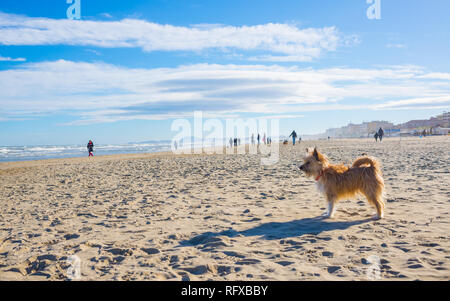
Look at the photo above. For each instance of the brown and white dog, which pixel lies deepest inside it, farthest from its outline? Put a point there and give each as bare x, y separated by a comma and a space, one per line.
339, 181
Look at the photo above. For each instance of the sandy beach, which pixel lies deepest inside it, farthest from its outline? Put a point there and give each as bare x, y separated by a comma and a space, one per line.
225, 217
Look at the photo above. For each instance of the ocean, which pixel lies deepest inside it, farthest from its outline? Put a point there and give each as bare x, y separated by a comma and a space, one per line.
39, 152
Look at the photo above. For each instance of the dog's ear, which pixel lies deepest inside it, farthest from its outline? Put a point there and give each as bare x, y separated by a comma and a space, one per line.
317, 155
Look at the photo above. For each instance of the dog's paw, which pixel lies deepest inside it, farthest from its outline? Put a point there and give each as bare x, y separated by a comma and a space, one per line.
377, 217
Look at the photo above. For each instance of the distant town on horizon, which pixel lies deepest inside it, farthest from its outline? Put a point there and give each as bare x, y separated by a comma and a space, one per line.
438, 125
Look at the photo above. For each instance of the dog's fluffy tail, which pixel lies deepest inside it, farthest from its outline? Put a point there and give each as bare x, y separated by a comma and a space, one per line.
375, 195
367, 161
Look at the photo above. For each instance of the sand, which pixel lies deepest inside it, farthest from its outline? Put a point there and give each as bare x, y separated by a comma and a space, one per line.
225, 217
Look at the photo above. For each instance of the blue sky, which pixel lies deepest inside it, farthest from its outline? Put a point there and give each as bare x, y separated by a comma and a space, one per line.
127, 69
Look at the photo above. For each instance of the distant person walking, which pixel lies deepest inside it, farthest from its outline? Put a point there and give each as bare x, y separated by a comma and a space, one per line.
90, 147
380, 134
294, 136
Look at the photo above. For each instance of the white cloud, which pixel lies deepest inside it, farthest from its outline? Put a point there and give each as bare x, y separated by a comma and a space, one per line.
97, 92
281, 42
9, 59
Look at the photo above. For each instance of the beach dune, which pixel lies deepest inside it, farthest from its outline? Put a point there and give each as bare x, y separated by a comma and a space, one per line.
225, 217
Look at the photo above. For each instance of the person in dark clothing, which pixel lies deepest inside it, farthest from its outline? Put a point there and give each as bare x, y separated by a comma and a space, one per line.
90, 147
294, 136
380, 134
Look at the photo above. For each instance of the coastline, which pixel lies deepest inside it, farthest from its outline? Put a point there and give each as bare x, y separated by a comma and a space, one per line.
161, 216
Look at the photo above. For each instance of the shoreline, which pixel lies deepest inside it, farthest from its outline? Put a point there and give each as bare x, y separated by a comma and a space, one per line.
161, 216
29, 163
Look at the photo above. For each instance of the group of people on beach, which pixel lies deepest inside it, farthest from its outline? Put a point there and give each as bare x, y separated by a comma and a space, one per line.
265, 140
379, 135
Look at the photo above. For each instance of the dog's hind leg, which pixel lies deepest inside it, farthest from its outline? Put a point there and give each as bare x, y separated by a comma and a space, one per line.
331, 202
377, 202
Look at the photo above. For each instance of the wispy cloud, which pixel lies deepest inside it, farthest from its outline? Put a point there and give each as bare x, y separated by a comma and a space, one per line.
277, 42
97, 92
9, 59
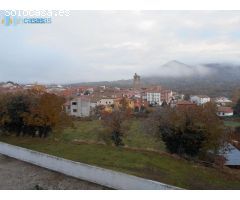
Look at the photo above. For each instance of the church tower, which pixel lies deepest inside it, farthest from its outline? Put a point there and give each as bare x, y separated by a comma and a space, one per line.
136, 81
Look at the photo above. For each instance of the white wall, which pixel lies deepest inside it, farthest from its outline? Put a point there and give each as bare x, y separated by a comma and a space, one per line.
82, 171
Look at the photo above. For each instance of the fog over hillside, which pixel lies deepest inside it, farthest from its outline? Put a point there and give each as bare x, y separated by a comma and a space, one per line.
213, 79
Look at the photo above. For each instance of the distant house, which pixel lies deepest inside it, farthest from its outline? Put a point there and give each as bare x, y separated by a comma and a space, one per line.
185, 104
222, 101
105, 102
154, 98
224, 111
80, 107
199, 99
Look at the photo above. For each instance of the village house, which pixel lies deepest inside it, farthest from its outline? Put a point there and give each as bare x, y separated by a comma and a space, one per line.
80, 107
185, 104
105, 101
222, 101
199, 99
224, 111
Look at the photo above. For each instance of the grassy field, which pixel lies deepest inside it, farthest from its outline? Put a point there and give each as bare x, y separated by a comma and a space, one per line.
156, 166
232, 124
91, 131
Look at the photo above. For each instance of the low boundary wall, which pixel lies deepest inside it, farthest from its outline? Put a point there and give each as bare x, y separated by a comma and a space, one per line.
101, 176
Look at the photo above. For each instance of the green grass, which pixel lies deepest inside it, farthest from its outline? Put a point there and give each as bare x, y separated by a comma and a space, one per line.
157, 166
232, 124
134, 137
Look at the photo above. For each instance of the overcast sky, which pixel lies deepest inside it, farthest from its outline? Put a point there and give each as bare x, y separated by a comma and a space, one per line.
107, 45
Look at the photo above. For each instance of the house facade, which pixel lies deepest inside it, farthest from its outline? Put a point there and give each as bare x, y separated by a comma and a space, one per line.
80, 107
224, 111
199, 99
153, 98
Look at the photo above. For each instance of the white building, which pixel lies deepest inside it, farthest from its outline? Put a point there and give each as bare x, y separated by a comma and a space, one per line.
200, 99
105, 102
80, 107
224, 111
154, 98
222, 101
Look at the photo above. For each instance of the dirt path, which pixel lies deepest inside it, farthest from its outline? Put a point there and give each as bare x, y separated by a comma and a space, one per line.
18, 175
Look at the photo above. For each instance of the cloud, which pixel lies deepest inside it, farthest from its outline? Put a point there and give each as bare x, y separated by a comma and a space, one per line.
110, 45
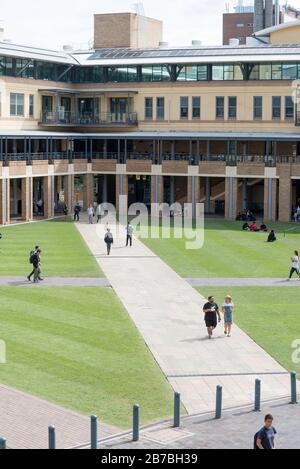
#####
(WHAT TO DO) Give back the material above word for word; no picture belongs in it.

(EXPECTED OUTPUT)
Look at the photo above. For each instance of the brown and white dog, which pixel lies deepest inside it, farthest from its outline? Put a point there and give each as bare x, y separated by a comma and a space, one per line.
339, 181
Look at the photo above. For each instance of the sandy beach, which pixel lies deepest inside it, farthest from its outline? Put a point there and give each as bare x, y separated by a comma and a space, one per line.
225, 217
Look at the photo above. For each instance of the ocean, which pixel lies deepest inside it, farthest from its outline? Put a point there and give each as bare x, y separated by a comma and a space, one per line.
39, 152
Look at the photo above. For each instance of the dog's ear, which pixel lies deepest inside it, farthest from its outline? Put a point there and give each as bare x, y separated by a comma and a space, one per line.
317, 155
Look at the photo above. For each instance of the dog's paw, which pixel lies deepest inside it, farthest from its outline? Put a point there and give each as bare x, y separated by a comma and a space, one per line.
377, 217
Look at the photo above. For each instance of the distant town on horizon, which pixel lies deepest inside it, farthest from its outline? Put a point there and give each as bare x, y separated by a comma and a space, one per line.
438, 125
Look at the photo above. For each instance of the dog's fluffy tail, which pixel lies deepest inside it, farthest from its outline? Put a point there and give each as bare x, y separated by a comma and a space, one per line.
375, 195
367, 161
Look at the photo above. For each instance of the sand, which pixel lies deepest inside it, farthest from its outline? Put a point there and give each as bare x, y separated by a comma and a space, one per line.
225, 217
Look at the photo above. For each instance of the blue sky, which pixel lies deepest inside it, farthest from its outline? Put a point there and give each as bare x, y separated by a comma and a space, one per line.
127, 69
Look at the photo above. For each instance of the distant person walking, which pixel lies deepest inside it, farthest from its outline? Put a point there and give each as bare x, y separated by a comma and a space, one per line.
90, 147
380, 134
294, 136
Look at the photo above. For each instance of the white cloud, which pixel lies deepest inside it, farthest from its outline? Put a point there and give each as bare x, y separated by a comma and a space, one per line.
97, 92
281, 42
9, 59
Look at the photo above. For each instance of the beach dune, which pixel lies deepest inside it, farthest from its outline? Put a point there and give each as bare x, y separated by a comma and a space, one per line.
225, 217
Look at the photo above. For each instance of the person in dark clothing, which pixel lies deepest inside it, farthest from its outline? Put a point there and give each as bare x, y separated by a comma and a space, one per line.
90, 147
294, 136
380, 134
Look at the photo above. For each instance of the coastline, which pixel lies deepest inside it, farthest from its outline? Put a point there and give each as bare x, y separated by a comma and a space, one per line.
161, 216
Look at the photo above. For each instance of the shoreline, which pixel lies deepest inside it, farthest from its outline? Put a point there and give each as bare x, y separated by a comma and a space, one per line.
161, 216
29, 163
Look at the photo above. For each instance of the group of people on beach, which pixel lies deepest inside it, farthest from its outline? Put a point there and give each as bare x, y separated by a comma and a space, one per line.
265, 140
379, 135
Look at the photo above. For each instance of the dog's hind leg, which pixel lies deepest inside it, farthest from its outline? Put a point there and give each as bare x, y separated by a comma and a space, one per line.
331, 202
377, 202
Look at the photo above. For each instance of the wispy cloud, which pixel lies deepest inside it, farthest from its outline? Put a point there and give each as bare x, y separated by a comma and a space, one per line.
277, 42
97, 92
9, 59
Look at the photo above. For each instance of the church tower, which pixel lies deepest inside it, farthest from its outline? Put a point there and give each as bare x, y separated by a comma and a space, one per line.
136, 81
Look at the photo above. For each instance of the white wall, which pixel lies deepest inside it, farthest from its outline? Put a point there and give each as bare x, y separated by a comma and a space, one per line.
82, 171
Look at the photo above. For each instance of the fog over hillside, which pixel lies deepest inside it, farthest from its outline? Put a point there and give each as bare x, y separated by a comma and a space, one per line.
213, 79
Look at the photo above. For each instance of the distant house, which pixel lies deepest inside it, farthest from its outline? Put a point there and give each as bare x, y separated by a comma and a space, one per line.
185, 104
222, 101
105, 102
154, 98
224, 111
80, 107
199, 99
Look at the photo above. For each instance of the village house, which pixel lies deepest inside it, farthest from its outline? Put a point there and give each as bare x, y separated by a comma and a space, one per line.
80, 107
185, 104
105, 101
222, 101
199, 99
224, 111
Look at the photo above. For each instance of the grassy field, which pixel lies deepest inside it, farthest from its outline? Put a point there and give each as bare x, y separated by a comma and a space, one per line.
156, 166
232, 124
91, 131
Look at the photo above. For each instance of the low boundary wall, which pixel lies deepest inside it, farthest from its outline? Put a point there and give each as bare x, y separated by a comma and a space, one per line.
101, 176
Look at the photo above. For each instance of the green grass, which pixel lies deepest inside it, farthest from its outline? Put a point there and give each as bare x, y separated by a comma and a space, one per line.
157, 166
232, 124
134, 137
Look at the photo above. For each instance of the overcast sky, which pixel lies deepest inside it, farthest from its outline? Put a point there and give each as bare x, y separated by a comma and a space, one per line.
107, 45
Look at the photo above. For each instance of the house facade, which pixel lies deepest inside it, farthest from its outline? Put a point there and give each as bare x, y separated by a comma and a space, one per line.
80, 107
224, 111
199, 99
153, 98
Look at the photo above. For each instance of the white building, which pixel lies deepest inside it, farthest from its outline? Put a point there and give each as bare x, y separated by a comma and a space, one per line.
200, 99
105, 102
80, 107
224, 111
154, 98
222, 101
Look at the photo above. For each instance of the dirt path, which pixel lies deepest inside it, farthest from its outline? Put a point there and give each as bare x, y separated by a comma and a space, one per line.
18, 175
Look at the photo above. For each instance of the cloud, which pixel lies deepest inside it, farthest from its outline? Put a point there and give each as bare x, y separated by a comma and a space, one per line.
110, 45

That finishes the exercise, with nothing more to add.